Work required
From the records below, transcribe exactly the lines that begin at the line with "det: front license" and end at the line with "det: parked car", both included.

--- Listed records ---

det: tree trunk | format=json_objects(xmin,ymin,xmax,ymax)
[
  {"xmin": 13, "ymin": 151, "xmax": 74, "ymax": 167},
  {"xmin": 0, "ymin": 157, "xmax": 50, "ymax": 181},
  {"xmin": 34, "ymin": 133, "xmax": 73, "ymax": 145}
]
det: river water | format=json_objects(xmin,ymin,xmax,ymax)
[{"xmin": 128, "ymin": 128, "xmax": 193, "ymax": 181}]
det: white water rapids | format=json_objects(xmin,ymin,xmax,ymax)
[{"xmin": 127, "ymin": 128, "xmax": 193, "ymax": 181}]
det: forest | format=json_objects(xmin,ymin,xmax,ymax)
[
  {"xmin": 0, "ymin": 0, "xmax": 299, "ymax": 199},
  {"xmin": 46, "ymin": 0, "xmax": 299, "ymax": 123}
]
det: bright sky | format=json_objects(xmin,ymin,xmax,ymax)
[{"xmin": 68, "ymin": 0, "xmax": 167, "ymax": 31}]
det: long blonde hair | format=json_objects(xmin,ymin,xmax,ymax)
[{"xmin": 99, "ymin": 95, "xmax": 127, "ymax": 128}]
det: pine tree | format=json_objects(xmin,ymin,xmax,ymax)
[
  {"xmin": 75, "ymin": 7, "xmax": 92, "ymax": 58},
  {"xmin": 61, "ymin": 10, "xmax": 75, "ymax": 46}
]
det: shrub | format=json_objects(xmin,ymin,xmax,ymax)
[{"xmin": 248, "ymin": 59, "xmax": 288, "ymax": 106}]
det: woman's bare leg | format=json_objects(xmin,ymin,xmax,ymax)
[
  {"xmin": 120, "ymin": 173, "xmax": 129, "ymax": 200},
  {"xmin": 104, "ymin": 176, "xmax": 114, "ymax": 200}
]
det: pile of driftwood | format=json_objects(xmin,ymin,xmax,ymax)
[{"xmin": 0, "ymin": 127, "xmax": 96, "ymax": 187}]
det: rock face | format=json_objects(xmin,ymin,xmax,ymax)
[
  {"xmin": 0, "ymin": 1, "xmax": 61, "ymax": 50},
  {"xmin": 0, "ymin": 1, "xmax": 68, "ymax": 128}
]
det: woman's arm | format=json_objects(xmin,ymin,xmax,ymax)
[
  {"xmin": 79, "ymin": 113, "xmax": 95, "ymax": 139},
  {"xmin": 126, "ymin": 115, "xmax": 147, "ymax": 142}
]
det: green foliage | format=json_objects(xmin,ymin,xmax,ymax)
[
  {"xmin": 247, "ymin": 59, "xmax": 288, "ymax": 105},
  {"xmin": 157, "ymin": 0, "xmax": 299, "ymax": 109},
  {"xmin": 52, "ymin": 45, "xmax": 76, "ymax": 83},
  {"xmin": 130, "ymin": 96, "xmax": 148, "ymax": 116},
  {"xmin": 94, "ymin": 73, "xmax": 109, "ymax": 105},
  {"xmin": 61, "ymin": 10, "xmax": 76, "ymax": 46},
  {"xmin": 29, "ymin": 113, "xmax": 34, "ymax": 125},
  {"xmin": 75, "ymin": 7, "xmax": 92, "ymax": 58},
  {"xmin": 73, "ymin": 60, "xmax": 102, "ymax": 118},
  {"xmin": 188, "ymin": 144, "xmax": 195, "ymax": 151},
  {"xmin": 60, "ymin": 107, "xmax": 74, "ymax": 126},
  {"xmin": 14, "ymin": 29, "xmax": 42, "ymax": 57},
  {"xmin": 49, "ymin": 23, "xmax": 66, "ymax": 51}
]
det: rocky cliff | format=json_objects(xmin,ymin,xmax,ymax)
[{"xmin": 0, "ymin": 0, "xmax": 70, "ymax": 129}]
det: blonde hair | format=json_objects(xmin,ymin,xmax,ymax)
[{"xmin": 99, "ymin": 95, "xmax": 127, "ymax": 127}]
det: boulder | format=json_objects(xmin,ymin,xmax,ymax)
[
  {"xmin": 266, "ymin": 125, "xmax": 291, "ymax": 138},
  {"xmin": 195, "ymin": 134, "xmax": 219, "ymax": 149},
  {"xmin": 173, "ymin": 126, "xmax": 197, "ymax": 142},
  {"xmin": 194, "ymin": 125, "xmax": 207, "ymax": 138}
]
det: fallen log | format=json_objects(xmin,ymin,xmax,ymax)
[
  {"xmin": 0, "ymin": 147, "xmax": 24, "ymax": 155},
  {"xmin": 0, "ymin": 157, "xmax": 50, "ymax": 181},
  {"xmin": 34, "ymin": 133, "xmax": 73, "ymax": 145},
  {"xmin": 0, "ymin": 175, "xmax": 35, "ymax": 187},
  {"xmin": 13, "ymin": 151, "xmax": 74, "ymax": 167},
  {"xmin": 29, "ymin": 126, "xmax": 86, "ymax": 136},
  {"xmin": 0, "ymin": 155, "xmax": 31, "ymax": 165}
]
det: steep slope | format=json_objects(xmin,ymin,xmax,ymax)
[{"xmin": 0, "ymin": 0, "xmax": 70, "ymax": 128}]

---
--- Listed records ---

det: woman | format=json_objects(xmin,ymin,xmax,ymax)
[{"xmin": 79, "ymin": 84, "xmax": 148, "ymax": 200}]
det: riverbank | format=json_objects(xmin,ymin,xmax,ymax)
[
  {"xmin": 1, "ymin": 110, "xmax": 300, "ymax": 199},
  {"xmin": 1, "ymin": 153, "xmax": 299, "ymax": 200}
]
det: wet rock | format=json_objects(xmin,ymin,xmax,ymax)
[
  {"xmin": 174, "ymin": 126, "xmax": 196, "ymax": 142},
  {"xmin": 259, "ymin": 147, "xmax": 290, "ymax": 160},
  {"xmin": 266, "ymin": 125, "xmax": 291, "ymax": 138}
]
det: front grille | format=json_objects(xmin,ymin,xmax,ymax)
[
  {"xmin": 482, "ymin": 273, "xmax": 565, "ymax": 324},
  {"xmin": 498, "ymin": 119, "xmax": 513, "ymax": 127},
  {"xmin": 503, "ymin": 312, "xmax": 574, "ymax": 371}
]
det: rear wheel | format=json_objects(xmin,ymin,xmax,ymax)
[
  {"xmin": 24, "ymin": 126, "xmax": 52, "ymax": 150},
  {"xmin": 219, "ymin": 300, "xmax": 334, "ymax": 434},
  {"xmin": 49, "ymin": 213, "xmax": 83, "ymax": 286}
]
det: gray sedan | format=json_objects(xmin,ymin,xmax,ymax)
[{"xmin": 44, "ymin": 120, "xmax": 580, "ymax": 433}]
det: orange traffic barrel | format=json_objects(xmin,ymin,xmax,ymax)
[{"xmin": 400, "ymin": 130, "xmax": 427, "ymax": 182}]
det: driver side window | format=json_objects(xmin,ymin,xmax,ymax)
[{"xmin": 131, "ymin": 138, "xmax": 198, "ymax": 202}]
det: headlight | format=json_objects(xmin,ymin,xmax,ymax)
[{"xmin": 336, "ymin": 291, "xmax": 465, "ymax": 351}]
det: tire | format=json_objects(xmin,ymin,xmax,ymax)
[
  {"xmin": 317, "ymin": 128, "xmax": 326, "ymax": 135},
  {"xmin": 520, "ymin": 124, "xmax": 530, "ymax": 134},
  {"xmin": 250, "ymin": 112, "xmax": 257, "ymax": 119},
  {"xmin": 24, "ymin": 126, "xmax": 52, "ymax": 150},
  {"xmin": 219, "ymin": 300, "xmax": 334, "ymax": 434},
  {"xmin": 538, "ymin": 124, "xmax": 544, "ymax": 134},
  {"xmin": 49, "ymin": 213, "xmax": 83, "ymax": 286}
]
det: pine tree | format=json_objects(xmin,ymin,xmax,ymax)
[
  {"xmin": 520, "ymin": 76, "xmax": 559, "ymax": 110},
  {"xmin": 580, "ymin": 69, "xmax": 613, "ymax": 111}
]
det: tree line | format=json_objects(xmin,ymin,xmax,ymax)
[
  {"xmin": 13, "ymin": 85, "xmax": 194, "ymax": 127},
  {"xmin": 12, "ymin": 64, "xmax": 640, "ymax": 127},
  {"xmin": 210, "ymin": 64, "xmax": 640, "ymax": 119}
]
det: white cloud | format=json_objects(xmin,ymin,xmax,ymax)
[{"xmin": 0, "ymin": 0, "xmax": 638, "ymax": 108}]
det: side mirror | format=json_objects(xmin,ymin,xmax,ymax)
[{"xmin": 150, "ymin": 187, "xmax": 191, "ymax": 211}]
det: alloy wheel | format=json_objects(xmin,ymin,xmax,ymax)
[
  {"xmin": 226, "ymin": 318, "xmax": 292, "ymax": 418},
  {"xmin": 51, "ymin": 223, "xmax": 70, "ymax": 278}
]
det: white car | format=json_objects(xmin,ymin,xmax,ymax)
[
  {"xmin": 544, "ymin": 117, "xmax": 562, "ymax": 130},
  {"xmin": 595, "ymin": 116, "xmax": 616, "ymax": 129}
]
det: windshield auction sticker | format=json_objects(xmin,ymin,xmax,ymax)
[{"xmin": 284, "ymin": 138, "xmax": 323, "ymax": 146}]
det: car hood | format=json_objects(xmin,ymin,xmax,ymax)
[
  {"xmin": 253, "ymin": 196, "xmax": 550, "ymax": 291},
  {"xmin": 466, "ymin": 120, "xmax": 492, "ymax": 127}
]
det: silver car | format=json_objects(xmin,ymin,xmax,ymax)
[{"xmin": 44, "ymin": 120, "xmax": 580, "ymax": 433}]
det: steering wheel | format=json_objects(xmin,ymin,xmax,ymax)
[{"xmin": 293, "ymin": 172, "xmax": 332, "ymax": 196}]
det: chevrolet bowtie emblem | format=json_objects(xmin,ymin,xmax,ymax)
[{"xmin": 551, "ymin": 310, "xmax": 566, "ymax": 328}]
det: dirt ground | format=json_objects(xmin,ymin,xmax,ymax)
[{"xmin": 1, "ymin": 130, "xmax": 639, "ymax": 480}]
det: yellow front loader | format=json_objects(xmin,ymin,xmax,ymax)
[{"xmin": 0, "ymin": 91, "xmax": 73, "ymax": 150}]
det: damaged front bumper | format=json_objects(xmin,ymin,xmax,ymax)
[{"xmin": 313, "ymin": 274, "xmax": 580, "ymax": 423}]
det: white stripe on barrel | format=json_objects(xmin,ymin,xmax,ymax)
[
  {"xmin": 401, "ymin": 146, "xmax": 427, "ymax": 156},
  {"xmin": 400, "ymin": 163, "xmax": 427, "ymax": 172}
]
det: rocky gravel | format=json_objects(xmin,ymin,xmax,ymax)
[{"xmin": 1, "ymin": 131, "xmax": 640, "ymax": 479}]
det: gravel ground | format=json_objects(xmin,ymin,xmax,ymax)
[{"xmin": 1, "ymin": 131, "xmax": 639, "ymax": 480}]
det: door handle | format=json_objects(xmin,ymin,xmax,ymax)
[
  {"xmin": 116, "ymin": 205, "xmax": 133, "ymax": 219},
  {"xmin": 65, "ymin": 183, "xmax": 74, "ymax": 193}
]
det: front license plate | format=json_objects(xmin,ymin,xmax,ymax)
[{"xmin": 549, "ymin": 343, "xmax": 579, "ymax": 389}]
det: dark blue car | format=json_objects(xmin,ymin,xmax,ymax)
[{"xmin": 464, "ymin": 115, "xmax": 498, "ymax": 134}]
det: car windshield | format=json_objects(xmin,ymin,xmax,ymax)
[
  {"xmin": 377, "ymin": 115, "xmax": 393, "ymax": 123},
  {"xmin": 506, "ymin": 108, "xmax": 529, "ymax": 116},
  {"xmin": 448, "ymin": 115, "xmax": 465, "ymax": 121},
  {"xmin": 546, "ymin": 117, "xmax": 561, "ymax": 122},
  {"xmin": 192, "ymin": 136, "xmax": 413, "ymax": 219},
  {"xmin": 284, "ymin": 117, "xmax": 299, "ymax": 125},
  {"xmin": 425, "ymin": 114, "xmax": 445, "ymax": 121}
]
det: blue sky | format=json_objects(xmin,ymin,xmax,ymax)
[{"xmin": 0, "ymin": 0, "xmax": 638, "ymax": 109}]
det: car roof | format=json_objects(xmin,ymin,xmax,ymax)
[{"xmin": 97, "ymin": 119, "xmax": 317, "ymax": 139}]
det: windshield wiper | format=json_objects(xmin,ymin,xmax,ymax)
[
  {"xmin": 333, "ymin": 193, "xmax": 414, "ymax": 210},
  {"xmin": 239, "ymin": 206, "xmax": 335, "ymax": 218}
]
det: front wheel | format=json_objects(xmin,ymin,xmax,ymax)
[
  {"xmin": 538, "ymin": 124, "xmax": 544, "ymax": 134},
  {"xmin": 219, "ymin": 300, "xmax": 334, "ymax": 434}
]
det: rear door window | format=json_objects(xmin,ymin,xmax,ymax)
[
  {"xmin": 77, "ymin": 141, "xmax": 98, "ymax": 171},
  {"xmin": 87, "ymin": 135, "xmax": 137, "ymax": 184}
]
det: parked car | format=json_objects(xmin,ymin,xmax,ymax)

---

Response for this exercise
det: front license plate | format=json_objects(xmin,ymin,xmax,ymax)
[{"xmin": 549, "ymin": 343, "xmax": 579, "ymax": 389}]
det: dark blue car | format=json_objects(xmin,ymin,xmax,ymax)
[{"xmin": 464, "ymin": 115, "xmax": 498, "ymax": 134}]
det: car windshield | format=json_objects(xmin,ymin,xmax,ymax)
[
  {"xmin": 377, "ymin": 115, "xmax": 393, "ymax": 123},
  {"xmin": 506, "ymin": 108, "xmax": 529, "ymax": 116},
  {"xmin": 448, "ymin": 115, "xmax": 465, "ymax": 121},
  {"xmin": 546, "ymin": 117, "xmax": 561, "ymax": 122},
  {"xmin": 192, "ymin": 136, "xmax": 413, "ymax": 219},
  {"xmin": 284, "ymin": 117, "xmax": 299, "ymax": 125},
  {"xmin": 425, "ymin": 114, "xmax": 445, "ymax": 121}
]
det: blue sky | format=json_objects(xmin,ymin,xmax,ymax)
[{"xmin": 0, "ymin": 0, "xmax": 638, "ymax": 109}]
det: car roof | format=json_objects(xmin,ymin,xmax,ymax)
[{"xmin": 97, "ymin": 119, "xmax": 317, "ymax": 139}]
det: windshield wiper | format=json_objects(xmin,ymin,xmax,ymax)
[
  {"xmin": 333, "ymin": 193, "xmax": 414, "ymax": 210},
  {"xmin": 239, "ymin": 206, "xmax": 335, "ymax": 218}
]
det: front wheel | format=json_objects(xmin,ymin,xmax,ymax)
[
  {"xmin": 538, "ymin": 124, "xmax": 544, "ymax": 134},
  {"xmin": 219, "ymin": 300, "xmax": 334, "ymax": 434}
]
det: rear door window | format=json_objects(xmin,ymin,xmax,ymax)
[
  {"xmin": 77, "ymin": 141, "xmax": 98, "ymax": 171},
  {"xmin": 87, "ymin": 135, "xmax": 137, "ymax": 184}
]
det: parked car | format=json_objects(xmin,ymin,xmax,ymax)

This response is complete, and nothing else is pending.